══ DOCUMENT EXCERPT

Please let "Linux" mean the Linux kernel, otherwise we have no way to talk about it.
breakthrough on naming issue! Posted Aug 6, 2004 2:43 UTC (Fri) by giraffedata (subscriber, #1954) [Link] It's called "Unix" or maybe "POSIX-like"That's a different term, much more broad. It would include, for example, a standard AIX system, and that is quite distinguishable from Linux systems. Please let "Linux" mean the Linux kernel, otherwise we have no way to talk about it. I fought that battle valiantly when the name "Linux" was new. We have been beaten soundly. The vast majority of uses of the word "Linux" today are references to a class of operating system, not of kernel. But it's not that big a loss -- we definitely still have a way to talk about the Linux kernel -- just add that one word - "kernel." That's what I do now. And as for a word for operating systems that include the Linux kernel -- I still maintain there's no need for one.
breakthrough on naming issue! Posted Aug 7, 2004 22:51 UTC (Sat) by piman (subscriber, #8957) [Link] I seriously doubt your AIX system provided a Linux-like /proc, or sysfs/udev, or was bug-for-bug compatible with whatever thread implementation was being used at the time.
> The vast majority of uses of the word "Linux" today are references to a class of operating system, not of kernel.
I know absolutely no one that does that. Even the dumbest journalists know Solaris, Linux and BSD are different OSs.

════

* SHORT TASK 1 *
Please turn the portion of the records that runs from the start through the line containing "289, 206, 328, 258" into a JSON list of strings, with one string per line and blank lines omitted.
The discussion of Linux naming and the records are independent of each other.

══ MATERIAL FOR THIS EXERCISE

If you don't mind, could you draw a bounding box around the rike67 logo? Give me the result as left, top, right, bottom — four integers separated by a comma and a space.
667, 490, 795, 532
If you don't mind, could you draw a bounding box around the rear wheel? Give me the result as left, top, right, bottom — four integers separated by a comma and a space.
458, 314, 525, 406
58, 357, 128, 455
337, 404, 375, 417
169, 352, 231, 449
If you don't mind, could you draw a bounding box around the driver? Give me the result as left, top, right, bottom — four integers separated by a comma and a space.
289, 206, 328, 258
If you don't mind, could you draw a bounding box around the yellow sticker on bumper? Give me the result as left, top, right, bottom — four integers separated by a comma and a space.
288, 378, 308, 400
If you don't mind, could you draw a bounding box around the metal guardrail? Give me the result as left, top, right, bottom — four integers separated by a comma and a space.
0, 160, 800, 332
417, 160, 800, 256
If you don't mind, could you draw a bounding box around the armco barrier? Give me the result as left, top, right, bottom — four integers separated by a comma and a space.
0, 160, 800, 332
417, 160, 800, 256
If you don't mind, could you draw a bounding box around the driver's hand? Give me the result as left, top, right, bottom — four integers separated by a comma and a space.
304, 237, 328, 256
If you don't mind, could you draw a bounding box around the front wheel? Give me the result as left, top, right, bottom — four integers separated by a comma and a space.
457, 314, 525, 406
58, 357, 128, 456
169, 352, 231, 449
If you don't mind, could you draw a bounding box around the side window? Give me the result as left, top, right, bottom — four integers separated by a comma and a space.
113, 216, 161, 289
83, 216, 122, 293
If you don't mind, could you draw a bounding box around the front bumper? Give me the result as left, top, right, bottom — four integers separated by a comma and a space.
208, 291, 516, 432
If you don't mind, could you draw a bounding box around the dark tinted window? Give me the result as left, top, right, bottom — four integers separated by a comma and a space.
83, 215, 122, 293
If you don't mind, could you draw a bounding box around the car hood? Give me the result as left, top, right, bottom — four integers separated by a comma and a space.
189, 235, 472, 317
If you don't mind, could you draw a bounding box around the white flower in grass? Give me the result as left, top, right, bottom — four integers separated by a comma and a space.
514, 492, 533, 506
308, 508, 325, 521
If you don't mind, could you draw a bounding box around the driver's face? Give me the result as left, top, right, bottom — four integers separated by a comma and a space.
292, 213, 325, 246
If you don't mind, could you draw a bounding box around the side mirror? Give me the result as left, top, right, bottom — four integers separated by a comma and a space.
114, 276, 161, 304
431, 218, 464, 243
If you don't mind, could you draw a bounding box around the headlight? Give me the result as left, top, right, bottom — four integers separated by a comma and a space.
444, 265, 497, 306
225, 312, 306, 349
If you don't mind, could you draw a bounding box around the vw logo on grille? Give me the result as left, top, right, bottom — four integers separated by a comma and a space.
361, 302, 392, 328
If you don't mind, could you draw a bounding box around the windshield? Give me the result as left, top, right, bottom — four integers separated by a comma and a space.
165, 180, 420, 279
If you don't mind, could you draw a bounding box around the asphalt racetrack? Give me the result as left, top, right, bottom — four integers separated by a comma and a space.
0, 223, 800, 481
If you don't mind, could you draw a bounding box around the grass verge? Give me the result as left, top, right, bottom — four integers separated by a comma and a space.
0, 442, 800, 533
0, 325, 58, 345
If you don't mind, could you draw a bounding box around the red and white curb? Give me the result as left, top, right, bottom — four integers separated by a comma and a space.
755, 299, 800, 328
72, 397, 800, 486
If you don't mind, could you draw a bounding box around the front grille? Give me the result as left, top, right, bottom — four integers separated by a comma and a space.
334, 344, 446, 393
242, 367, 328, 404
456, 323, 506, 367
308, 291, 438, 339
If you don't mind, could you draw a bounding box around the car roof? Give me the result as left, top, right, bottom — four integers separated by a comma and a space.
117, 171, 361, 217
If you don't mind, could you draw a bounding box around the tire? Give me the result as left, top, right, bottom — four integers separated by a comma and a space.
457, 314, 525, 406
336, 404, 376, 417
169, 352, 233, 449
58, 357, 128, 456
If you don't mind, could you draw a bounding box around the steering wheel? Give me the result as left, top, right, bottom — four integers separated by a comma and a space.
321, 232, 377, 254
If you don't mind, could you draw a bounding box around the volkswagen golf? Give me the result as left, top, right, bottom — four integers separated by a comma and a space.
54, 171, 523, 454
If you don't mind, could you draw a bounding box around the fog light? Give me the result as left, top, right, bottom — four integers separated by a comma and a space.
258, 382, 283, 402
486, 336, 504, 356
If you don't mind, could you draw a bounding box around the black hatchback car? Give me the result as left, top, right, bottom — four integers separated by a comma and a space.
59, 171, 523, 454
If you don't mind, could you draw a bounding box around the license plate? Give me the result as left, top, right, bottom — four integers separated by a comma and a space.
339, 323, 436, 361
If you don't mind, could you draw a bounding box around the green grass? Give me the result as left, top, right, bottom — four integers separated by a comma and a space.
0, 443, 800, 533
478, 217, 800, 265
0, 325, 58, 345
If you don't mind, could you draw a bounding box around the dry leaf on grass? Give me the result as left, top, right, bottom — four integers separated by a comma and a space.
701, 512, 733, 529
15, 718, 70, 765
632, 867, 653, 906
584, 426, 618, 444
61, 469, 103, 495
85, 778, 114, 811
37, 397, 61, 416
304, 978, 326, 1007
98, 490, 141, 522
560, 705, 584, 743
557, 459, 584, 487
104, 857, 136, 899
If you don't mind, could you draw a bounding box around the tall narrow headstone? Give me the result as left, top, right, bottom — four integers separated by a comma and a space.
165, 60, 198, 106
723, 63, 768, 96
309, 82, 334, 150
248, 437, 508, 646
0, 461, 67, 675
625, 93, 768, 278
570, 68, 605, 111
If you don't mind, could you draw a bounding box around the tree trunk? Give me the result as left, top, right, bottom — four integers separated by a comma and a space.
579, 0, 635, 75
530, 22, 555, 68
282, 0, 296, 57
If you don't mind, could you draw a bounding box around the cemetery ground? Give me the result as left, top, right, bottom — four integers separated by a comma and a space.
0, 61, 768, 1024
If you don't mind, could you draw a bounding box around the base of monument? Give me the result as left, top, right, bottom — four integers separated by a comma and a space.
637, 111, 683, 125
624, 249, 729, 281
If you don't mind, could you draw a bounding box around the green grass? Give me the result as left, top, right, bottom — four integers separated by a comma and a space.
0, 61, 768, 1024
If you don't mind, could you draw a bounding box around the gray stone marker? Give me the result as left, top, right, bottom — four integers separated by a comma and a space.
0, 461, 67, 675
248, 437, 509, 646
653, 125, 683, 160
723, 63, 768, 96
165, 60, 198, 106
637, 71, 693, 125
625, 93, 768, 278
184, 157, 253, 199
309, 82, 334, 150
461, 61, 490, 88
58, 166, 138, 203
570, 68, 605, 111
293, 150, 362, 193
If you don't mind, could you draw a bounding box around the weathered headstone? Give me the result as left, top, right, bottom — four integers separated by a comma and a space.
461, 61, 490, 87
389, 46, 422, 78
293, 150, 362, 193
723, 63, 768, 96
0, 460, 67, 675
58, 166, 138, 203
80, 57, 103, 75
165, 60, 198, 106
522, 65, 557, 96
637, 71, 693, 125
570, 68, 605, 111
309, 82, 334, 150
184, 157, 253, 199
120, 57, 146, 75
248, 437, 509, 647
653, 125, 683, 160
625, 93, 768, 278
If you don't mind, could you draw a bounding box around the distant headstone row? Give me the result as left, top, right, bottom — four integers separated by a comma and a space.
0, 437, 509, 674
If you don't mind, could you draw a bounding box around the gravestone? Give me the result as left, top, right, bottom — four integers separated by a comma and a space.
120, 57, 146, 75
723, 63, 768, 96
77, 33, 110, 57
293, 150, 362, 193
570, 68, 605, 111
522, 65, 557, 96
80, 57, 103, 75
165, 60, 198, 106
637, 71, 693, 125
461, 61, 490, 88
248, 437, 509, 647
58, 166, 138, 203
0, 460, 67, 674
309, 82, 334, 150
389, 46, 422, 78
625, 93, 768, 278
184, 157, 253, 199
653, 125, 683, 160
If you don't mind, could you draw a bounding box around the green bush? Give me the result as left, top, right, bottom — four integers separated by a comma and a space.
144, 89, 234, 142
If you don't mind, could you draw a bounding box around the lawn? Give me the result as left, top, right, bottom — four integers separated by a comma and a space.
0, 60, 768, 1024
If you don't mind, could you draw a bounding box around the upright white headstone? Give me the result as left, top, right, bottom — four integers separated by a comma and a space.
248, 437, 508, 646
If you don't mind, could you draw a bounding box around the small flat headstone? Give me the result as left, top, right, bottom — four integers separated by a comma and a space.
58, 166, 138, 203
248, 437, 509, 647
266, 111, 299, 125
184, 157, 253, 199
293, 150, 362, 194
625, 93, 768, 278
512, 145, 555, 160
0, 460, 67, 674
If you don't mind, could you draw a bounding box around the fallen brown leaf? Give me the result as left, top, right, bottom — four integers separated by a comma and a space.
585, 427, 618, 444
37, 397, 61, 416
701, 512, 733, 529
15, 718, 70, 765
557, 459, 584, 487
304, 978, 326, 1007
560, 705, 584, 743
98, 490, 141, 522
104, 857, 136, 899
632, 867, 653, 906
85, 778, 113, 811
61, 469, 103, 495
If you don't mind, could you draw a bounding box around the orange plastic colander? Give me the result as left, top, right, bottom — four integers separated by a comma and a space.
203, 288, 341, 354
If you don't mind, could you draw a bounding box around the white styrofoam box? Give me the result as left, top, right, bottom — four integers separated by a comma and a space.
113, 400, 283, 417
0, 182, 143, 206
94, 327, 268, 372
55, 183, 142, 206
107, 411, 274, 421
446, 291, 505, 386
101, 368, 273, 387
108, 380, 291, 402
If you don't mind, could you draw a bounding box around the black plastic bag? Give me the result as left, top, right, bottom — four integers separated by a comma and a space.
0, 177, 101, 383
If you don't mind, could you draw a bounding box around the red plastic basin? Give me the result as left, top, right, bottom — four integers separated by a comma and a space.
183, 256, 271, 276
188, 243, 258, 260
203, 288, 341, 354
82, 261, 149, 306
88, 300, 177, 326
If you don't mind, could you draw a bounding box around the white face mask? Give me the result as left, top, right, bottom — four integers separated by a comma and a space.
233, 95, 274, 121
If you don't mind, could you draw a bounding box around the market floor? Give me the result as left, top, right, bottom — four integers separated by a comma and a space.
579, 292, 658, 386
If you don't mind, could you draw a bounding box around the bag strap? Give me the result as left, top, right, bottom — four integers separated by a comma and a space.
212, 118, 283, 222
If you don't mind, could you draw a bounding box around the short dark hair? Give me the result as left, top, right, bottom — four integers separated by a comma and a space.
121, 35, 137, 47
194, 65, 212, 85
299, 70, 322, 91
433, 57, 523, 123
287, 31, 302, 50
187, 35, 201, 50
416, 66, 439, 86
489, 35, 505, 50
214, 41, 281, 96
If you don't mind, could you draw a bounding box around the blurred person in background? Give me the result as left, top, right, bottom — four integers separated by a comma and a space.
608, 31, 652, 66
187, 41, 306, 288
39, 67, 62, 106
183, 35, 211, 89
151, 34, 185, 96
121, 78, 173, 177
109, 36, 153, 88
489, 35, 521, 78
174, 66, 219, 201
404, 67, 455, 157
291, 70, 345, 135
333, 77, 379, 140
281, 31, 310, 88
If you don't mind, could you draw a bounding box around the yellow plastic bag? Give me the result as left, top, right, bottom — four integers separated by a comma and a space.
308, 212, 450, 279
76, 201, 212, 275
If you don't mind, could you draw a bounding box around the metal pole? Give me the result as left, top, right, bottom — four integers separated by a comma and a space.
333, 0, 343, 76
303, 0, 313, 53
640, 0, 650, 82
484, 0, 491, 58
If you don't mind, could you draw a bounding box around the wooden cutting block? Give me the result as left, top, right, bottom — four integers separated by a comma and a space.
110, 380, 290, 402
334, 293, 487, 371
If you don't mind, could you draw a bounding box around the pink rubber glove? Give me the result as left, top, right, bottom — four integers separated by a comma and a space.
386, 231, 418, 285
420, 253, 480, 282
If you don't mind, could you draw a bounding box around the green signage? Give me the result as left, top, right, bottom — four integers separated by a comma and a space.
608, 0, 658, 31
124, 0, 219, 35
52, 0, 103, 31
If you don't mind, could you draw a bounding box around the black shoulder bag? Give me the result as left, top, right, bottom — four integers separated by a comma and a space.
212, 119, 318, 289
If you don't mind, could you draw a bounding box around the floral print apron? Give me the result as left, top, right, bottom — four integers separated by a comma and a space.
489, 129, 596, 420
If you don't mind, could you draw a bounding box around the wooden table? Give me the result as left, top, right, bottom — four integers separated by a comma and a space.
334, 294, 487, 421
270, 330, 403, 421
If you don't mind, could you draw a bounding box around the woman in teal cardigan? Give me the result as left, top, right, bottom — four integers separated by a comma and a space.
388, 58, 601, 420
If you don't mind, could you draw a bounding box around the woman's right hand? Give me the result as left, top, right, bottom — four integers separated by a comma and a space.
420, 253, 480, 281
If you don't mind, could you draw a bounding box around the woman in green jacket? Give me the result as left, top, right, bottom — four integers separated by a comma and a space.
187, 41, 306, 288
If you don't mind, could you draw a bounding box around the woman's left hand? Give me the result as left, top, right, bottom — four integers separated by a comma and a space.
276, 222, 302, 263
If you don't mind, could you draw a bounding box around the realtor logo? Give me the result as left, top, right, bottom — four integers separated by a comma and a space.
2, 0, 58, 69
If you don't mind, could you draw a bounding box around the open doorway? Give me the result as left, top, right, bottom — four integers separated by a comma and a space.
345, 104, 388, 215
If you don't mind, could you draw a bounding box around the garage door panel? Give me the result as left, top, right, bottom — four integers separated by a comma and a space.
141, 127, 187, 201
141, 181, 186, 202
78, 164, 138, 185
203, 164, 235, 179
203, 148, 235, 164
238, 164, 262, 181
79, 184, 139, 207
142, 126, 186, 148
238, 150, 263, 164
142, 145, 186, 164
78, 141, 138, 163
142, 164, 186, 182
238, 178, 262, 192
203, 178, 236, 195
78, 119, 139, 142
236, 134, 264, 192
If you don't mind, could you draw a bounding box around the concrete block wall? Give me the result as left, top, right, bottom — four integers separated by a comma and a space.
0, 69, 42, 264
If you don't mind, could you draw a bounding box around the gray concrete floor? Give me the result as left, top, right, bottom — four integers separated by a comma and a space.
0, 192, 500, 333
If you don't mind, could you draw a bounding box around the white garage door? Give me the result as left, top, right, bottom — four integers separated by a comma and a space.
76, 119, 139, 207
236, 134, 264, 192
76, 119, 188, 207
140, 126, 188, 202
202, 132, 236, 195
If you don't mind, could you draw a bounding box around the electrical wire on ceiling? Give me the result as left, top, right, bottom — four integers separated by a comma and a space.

════

* SHORT TASK 2 *
Copy the passage of the Linux naming discussion that opens with the words "breakthrough on naming issue! Posted Aug 6, 2004" and closes with "need for one.".

* WRITTEN SOLUTION 1 *
[
  "If you don't mind, could you draw a bounding box around the rike67 logo? Give me the result as left, top, right, bottom — four integers separated by a comma and a space.",
  "667, 490, 795, 532",
  "If you don't mind, could you draw a bounding box around the rear wheel? Give me the result as left, top, right, bottom — four integers separated by a comma and a space.",
  "458, 314, 525, 406",
  "58, 357, 128, 455",
  "337, 404, 375, 417",
  "169, 352, 231, 449",
  "If you don't mind, could you draw a bounding box around the driver? Give me the result as left, top, right, bottom — four integers separated by a comma and a space.",
  "289, 206, 328, 258"
]

* WRITTEN SOLUTION 2 *
breakthrough on naming issue! Posted Aug 6, 2004 2:43 UTC (Fri) by giraffedata (subscriber, #1954) [Link] It's called "Unix" or maybe "POSIX-like"That's a different term, much more broad. It would include, for example, a standard AIX system, and that is quite distinguishable from Linux systems. Please let "Linux" mean the Linux kernel, otherwise we have no way to talk about it. I fought that battle valiantly when the name "Linux" was new. We have been beaten soundly. The vast majority of uses of the word "Linux" today are references to a class of operating system, not of kernel. But it's not that big a loss -- we definitely still have a way to talk about the Linux kernel -- just add that one word - "kernel." That's what I do now. And as for a word for operating systems that include the Linux kernel -- I still maintain there's no need for one.